§ Entries shown:
———

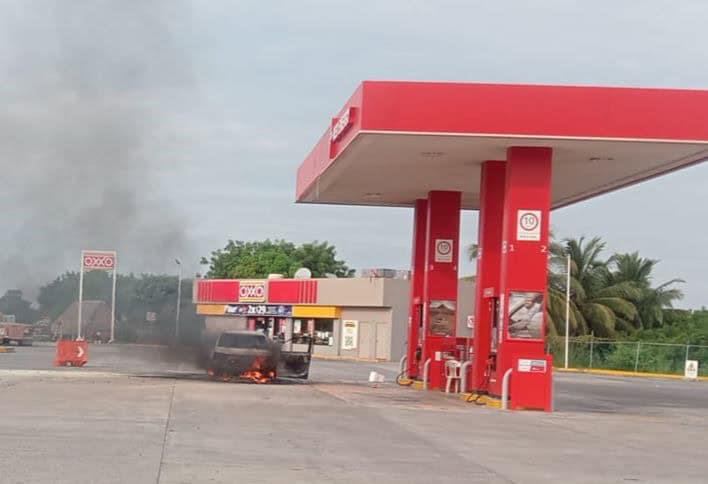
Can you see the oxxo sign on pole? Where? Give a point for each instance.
(98, 260)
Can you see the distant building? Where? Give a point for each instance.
(363, 318)
(95, 319)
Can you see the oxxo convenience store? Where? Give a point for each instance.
(350, 318)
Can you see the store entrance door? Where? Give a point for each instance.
(383, 344)
(374, 341)
(367, 341)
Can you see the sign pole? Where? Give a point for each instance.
(81, 296)
(113, 301)
(179, 297)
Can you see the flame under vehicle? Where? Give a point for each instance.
(252, 355)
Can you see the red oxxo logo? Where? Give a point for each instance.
(98, 261)
(251, 291)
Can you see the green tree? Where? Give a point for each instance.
(135, 297)
(595, 305)
(240, 259)
(651, 302)
(12, 303)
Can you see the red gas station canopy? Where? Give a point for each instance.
(394, 141)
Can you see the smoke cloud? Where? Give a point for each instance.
(82, 85)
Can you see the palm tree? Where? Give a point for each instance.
(651, 301)
(595, 304)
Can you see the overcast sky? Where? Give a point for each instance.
(165, 128)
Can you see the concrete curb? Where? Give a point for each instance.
(594, 371)
(485, 400)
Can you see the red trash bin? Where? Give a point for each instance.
(71, 353)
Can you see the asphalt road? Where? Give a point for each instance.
(145, 415)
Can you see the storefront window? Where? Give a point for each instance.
(301, 334)
(324, 332)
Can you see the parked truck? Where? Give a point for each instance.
(20, 334)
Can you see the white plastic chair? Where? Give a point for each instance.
(452, 374)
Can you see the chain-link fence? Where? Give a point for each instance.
(637, 356)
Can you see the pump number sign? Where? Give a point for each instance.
(532, 366)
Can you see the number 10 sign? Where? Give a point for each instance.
(528, 225)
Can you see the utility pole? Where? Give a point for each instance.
(567, 312)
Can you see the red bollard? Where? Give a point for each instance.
(71, 353)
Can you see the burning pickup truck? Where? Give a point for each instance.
(251, 355)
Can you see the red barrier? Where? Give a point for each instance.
(71, 353)
(532, 384)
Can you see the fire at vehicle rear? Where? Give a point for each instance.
(247, 355)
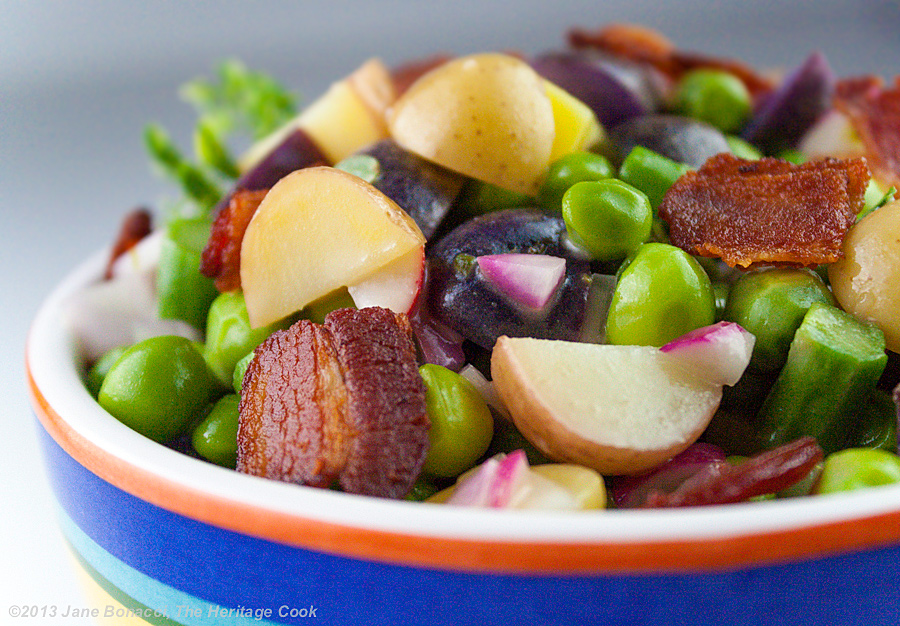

———

§ Description of the task: Copy out the records exactly. Do not include the pictures.

§ Worked solution:
Can you see the oxxo sign on pole? Where? Give a point for each instance.
(98, 260)
Can you see the distant building? Where? Give a point for each instance.
(363, 318)
(95, 319)
Can you see the oxxo convenience store? Where? Give a point for each instance.
(350, 318)
Can you see the store entrance door? Where? Give a point for each instance.
(383, 344)
(374, 341)
(367, 341)
Can you see the sign pole? Where? Give a point for each instance.
(81, 296)
(113, 301)
(179, 297)
Can you see the flame under vehicle? Where? Give a point for each instance.
(252, 355)
Can you see the red oxxo logo? Where? Give a point for each instance.
(98, 261)
(251, 291)
Can you see the green tree? Where? Give a point for each instance.
(135, 297)
(595, 305)
(240, 259)
(651, 302)
(12, 303)
Can you see the red gas station canopy? Where? Give a point for each instance.
(394, 141)
Can you see the smoke cloud? Where? Give a point for each instance.
(82, 85)
Can you see the palm tree? Where? Give a point for each instance.
(651, 301)
(595, 304)
Can you see the overcast sky? Where? Give a point for each instance.
(165, 128)
Can you see the concrete curb? Where? Give a point for each instance.
(594, 371)
(485, 400)
Can you see the red trash bin? Where? Give a point for each instance.
(71, 353)
Can you see the asphalt road? Where? Give a point for each instance.
(145, 415)
Can you see the storefront window? Where? Give a point for each instance.
(301, 334)
(324, 332)
Can you see the parked truck? Where? Give a point for each instance.
(20, 334)
Can you see the white plastic chair? Where? Give a point for each instance.
(452, 374)
Can you see the chain-link fence? Where? Give a point for each instance.
(637, 356)
Can you see the pump number sign? Where? Give a point for each instance.
(532, 366)
Can you see the number 10 sign? Where? Give a point for each instance.
(528, 225)
Can you see the utility pole? Where? Give a point for each instance.
(567, 312)
Can you see the red bollard? Where? Give a point for each instance.
(71, 353)
Can you see the burning pickup truck? Where? Give a point for each instance.
(251, 355)
Can you see the red barrier? Where? Give a point for each instance.
(71, 353)
(532, 384)
Can you see the fire at vehicle rear? Where? Give a point for each instance.
(247, 355)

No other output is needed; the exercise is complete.